**Azioni richieste:**
1. Ricopia senza alcuna modifica, dal testo sulla solitudine, tutto ciò che va da "Infine alcune considerazioni" fino a "Impossibile restare soli.".
2. Riscrivi come lista puntata il paragrafo del testo sulla solitudine che comincia con "Infine alcune considerazioni di ordine spirituale", conservandone i fatti principali.

La risposta al fenomeno della commissione britannica è di aumentare servizi sociali e momenti di aggregazione. È un primo passo, anche considerando l’impegno di associazioni e volontari che gli inglesi vogliono mettere in campo, evitando un approccio puramente statalista. Ma ci si chiede: se finora abbiamo distrutto l’istituto familiare e la comune identità religiosa, quanto saranno utili delle toppe che intervengono sui sintomi ma non sulla causa della solitudine? Se non c’è alcun grande ideale che dà senso alla vita e che ci lega saldamente agli altri, come si ricostruisce una comunità? Per i cattolici si pongono davanti sfide ambiziose ed esaltanti: la ricostruzione della famiglia a partire dal Vangelo e dalla santità di vita, creando così comunità forti di credenti che possano essere un faro per i mondani, i quali prima o poi si renderanno conto che la secolarizzazione sta devastando le loro stesse vite. Una società senza Dio è destinata infatti a crollare presto e noi dobbiamo essere pronti a offrire la vita evangelica come scialuppa per i naufraghi. Dovremo sempre più integrare persone in stato di difficoltà relazionale e dimostrare con i fatti la nostra fede nel Dio che è amore. Allo stesso tempo dobbiamo saper rispondere al bisogno di rapporti umani in modo immediato e concreto già qui e ora. Le parrocchie devono moltiplicare momenti di contatto umano e vita comunitaria – ad esempio il ritrovo dopo la Messa, praticato con successo negli USA, o l’oratorio che ancora resiste bene da noi. Non basta poi aspettare che arrivino in Chiesa, ma bisogna cercare le anime dove sono. E, ad esempio, in Polonia a gennaio i sacerdoti visitano casa per casa tutti i parrocchiani per parlare con loro sia della loro vita personale che della parrocchia. Se uniremo la santità delle nostre comunità alla capacità di raggiungere i lontani, allora l’emergenza solitudine si trasformerà in una occasione per riportare le anime a Cristo.
Infine alcune considerazioni di ordine spirituale. A volte ci si può sentire soli anche in convento o in una famiglia numerosa purtroppo. Ma il cattolico, a differenza del mondani, sa che può rivolgersi con serenità e fiducia a Gesù. In ginocchio davanti alla Santa Eucaristia sentirà una consolazione che nessuna creatura può donare, un amore bruciante che non ci lascia mai soli e anzi ci riempie e trabocca. E poi c’è Maria che è la consolatrice di ogni afflizione. E poi il proprio angelo custode e i miliardi di angeli fedeli e le schiere dei santi. Impossibile restare soli.

**Estratto dell'elenco:**
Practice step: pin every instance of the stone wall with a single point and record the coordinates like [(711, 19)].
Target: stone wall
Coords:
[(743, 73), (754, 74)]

**Esiti per compito:**
1.
Infine alcune considerazioni di ordine spirituale. A volte ci si può sentire soli anche in convento o in una famiglia numerosa purtroppo. Ma il cattolico, a differenza del mondani, sa che può rivolgersi con serenità e fiducia a Gesù. In ginocchio davanti alla Santa Eucaristia sentirà una consolazione che nessuna creatura può donare, un amore bruciante che non ci lascia mai soli e anzi ci riempie e trabocca. E poi c’è Maria che è la consolatrice di ogni afflizione. E poi il proprio angelo custode e i miliardi di angeli fedeli e le schiere dei santi. Impossibile restare soli.

2.
- Ci si può sentire soli anche in convento o in una famiglia numerosa.
- Il cattolico, a differenza dei mondani, sa di potersi rivolgere con serenità e fiducia a Gesù.
- In ginocchio davanti alla Santa Eucaristia trova una consolazione che nessuna creatura può donare, un amore che non lascia mai soli.
- C'è Maria, consolatrice di ogni afflizione.
- Ci sono l'angelo custode, i miliardi di angeli fedeli e le schiere dei santi.
- Perciò è impossibile restare soli.